**Challenge 1:** In the song lyrics, rewrite the part that opens with the words containing "Cannot promise your" and closes with "could not change.", using "inheritance" in place of "legacy".
**Challenge 2:** List every line in the song lyrics that begins with the word "Not".

**Passage given:**
============================================================

Cannot promise your children everything,
But you would lie so they can sleep tonight.
Defeat tasted nothing like you said.
Still 22 days left till the end of the world.
My legacy was making you a man
For a justice I could not change.
This is one voice not to forget;
"Fight every fight like you can win;
An iron fisted champion,
An iron willed fuck up."

Can anybody tell me why God won't speak to me?
Why Jesus never called on me to part the fucking seas?
Why death is easier than living?
You can be almost anything
When you're on your fucking knees.
Not today,
Not my son,
Not my family,
Not while walking is still honest,
And you haven't given up on me.

Dear shithead,
This isn't happening;
The sky is really falling,
The paint's all made of lead,
There's asbestos in the walls,
Hell's coming to rip off the doors
To your priveleged heaven.
Do you want to love and feel it?
You can look but you can't taste it.
You can reach but you'll never have it.
We are untouchable;
Untouchable is something to be.

Can anybody tell me why God won't speak to me?
Why Jesus never called on me to part the fucking seas?
Why death is easier than living?
You can be almost anything
When you're on your fucking knees.

============================================================

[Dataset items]

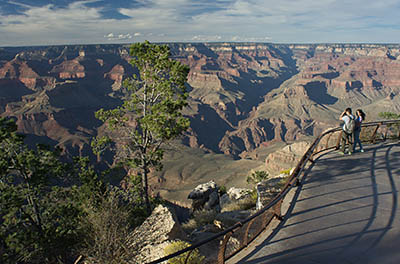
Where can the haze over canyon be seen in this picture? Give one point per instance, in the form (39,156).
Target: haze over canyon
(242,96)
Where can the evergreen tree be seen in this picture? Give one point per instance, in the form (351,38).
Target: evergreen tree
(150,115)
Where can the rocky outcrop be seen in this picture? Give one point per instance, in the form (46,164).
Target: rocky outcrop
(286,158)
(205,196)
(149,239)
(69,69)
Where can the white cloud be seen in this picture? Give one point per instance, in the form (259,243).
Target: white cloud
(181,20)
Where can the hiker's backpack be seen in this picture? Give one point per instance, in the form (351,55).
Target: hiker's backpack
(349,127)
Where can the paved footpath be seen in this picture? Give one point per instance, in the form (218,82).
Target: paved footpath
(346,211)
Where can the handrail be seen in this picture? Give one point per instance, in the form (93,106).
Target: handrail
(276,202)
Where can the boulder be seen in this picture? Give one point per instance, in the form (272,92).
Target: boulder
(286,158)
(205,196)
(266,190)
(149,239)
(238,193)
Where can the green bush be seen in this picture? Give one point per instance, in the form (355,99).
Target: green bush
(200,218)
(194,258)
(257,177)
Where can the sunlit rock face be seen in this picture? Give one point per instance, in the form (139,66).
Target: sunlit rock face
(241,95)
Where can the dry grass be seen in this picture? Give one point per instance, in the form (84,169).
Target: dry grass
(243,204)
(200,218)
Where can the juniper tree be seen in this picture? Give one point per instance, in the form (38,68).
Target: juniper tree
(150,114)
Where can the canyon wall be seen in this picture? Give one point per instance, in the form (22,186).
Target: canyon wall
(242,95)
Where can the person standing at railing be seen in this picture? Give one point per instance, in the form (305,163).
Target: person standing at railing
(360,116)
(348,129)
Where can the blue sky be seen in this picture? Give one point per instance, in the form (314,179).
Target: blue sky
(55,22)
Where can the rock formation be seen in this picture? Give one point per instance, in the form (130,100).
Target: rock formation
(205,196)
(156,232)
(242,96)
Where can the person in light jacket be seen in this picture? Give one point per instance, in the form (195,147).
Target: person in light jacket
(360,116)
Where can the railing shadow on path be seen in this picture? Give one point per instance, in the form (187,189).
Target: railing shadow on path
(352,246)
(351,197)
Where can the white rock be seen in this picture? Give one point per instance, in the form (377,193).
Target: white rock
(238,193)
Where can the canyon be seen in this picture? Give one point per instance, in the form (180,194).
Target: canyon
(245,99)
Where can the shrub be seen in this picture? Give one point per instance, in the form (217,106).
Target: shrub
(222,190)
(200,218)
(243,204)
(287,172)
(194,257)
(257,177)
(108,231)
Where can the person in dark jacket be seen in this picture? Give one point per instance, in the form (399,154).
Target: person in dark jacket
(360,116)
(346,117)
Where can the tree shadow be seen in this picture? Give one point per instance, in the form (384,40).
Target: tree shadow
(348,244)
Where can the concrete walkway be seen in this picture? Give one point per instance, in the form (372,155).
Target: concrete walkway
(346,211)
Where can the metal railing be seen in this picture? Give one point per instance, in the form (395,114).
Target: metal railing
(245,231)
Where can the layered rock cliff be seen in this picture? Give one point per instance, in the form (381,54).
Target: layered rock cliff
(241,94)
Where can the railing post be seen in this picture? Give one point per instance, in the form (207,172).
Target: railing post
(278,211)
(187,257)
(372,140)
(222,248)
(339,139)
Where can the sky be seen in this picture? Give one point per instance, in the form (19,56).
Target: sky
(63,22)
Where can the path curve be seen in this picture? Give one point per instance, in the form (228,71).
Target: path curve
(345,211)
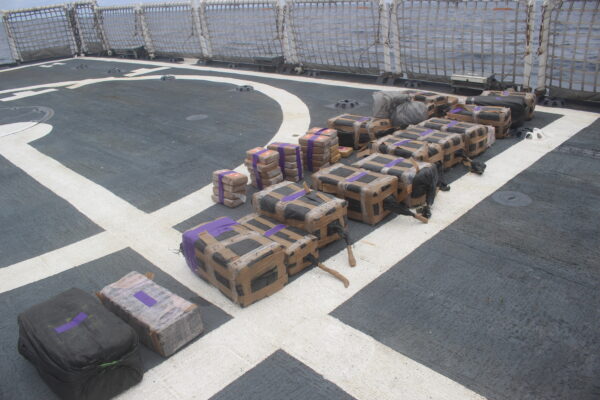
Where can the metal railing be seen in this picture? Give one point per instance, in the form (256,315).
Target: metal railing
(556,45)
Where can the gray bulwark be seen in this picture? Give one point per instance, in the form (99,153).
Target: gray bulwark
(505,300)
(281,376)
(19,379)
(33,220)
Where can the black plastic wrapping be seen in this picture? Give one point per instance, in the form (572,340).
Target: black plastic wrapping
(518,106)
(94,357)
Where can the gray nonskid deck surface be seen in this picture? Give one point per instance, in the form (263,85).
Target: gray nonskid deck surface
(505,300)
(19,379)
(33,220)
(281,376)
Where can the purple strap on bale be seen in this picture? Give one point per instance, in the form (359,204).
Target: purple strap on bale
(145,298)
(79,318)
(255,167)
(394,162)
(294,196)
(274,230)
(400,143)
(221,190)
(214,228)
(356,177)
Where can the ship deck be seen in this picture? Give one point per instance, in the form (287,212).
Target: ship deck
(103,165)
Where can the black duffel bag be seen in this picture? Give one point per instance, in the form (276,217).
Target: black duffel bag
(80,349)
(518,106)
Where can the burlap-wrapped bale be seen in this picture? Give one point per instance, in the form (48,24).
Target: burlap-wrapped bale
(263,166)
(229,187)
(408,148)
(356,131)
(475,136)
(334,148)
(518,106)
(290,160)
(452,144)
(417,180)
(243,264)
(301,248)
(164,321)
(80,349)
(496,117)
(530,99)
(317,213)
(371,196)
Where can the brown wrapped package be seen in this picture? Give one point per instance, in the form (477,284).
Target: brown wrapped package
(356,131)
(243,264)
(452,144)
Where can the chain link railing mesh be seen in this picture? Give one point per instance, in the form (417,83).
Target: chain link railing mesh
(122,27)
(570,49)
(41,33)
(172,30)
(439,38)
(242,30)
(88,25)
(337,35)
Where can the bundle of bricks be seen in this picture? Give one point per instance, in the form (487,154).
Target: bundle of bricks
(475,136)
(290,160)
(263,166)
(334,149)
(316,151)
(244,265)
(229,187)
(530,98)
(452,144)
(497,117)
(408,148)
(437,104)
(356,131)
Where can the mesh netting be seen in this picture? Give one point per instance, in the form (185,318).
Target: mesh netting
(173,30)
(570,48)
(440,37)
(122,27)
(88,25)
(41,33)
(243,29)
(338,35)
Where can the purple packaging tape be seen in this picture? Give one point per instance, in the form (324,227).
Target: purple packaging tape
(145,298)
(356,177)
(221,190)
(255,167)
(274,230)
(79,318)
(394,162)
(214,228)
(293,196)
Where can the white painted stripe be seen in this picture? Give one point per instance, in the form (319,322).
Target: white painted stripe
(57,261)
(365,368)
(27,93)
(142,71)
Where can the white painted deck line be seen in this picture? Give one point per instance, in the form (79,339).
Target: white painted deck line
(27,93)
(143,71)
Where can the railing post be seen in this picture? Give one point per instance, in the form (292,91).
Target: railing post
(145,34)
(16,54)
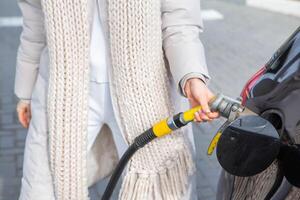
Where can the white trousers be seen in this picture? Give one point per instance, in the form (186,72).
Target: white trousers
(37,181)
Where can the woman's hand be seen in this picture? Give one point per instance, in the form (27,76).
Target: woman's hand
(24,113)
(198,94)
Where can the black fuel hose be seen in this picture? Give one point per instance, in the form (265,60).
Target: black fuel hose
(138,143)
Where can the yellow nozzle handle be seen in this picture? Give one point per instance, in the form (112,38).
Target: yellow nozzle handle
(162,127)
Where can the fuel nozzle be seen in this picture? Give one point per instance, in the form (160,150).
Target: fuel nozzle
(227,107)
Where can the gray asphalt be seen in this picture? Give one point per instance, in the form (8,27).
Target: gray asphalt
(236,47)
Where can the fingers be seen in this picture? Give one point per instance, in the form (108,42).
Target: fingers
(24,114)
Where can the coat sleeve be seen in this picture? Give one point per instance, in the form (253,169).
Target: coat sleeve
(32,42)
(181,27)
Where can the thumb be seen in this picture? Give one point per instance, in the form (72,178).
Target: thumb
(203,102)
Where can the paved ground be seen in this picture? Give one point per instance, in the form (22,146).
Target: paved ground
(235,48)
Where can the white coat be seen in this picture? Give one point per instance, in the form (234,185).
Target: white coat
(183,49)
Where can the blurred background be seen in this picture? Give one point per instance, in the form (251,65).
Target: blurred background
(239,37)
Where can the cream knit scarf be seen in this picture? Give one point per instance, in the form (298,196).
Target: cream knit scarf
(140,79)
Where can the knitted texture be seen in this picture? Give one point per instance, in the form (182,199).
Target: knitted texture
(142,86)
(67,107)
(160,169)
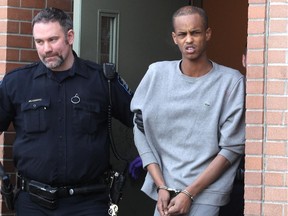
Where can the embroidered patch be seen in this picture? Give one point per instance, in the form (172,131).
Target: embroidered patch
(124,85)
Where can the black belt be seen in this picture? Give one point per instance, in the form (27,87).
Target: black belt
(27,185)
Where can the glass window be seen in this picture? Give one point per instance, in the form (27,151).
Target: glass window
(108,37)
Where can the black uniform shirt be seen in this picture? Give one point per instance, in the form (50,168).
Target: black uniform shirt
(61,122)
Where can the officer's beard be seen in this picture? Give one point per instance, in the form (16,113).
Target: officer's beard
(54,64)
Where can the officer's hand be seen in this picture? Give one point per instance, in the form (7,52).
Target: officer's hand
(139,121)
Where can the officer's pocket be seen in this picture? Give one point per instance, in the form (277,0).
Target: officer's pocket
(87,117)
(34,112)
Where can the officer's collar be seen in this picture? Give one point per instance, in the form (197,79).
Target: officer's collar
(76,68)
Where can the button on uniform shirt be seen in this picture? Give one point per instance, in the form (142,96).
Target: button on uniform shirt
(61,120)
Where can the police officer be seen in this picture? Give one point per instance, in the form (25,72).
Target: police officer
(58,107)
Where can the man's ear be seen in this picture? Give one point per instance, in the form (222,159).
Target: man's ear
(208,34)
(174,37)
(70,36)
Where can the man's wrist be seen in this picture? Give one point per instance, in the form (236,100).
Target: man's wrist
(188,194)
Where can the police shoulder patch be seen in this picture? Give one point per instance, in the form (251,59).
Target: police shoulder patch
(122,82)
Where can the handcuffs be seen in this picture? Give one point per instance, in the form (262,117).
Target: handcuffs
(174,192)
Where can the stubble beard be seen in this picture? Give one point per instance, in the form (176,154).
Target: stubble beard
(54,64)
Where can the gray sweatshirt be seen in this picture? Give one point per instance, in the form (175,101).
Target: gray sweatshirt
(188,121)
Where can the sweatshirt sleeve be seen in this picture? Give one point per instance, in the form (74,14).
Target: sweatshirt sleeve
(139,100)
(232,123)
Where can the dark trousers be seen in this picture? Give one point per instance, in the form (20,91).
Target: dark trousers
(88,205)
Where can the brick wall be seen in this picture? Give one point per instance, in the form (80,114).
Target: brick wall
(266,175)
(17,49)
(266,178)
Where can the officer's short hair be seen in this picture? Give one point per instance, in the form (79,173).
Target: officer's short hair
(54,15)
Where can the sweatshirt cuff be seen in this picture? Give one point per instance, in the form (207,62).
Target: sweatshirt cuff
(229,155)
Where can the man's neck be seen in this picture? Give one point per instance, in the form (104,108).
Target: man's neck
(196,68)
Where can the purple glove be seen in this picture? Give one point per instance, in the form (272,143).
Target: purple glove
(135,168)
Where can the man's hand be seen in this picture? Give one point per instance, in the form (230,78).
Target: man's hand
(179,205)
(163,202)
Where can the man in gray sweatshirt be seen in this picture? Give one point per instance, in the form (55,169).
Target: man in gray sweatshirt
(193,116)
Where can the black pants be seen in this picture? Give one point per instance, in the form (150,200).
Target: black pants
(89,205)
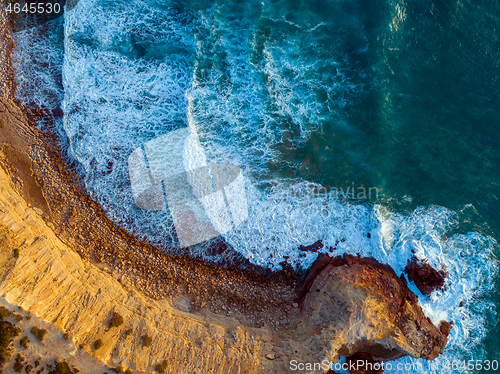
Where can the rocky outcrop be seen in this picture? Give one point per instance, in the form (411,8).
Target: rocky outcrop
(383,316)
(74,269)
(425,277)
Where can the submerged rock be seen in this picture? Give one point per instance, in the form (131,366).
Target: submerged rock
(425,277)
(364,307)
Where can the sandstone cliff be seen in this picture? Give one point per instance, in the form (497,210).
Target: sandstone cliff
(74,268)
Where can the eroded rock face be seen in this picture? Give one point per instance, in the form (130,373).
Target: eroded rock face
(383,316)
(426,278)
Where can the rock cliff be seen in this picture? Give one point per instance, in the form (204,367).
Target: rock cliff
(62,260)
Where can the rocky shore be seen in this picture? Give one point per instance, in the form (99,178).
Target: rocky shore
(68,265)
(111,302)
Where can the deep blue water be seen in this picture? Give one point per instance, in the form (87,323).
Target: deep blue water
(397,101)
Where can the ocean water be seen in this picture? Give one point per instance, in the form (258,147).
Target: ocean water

============================================================

**Full output 1:**
Cannot promise your children everything,
But you would lie so they can sleep tonight.
Defeat tasted nothing like you said.
Still 22 days left till the end of the world.
My inheritance was making you a man
For a justice I could not change.

**Full output 2:**
- Not today,
- Not my son,
- Not my family,
- Not while walking is still honest,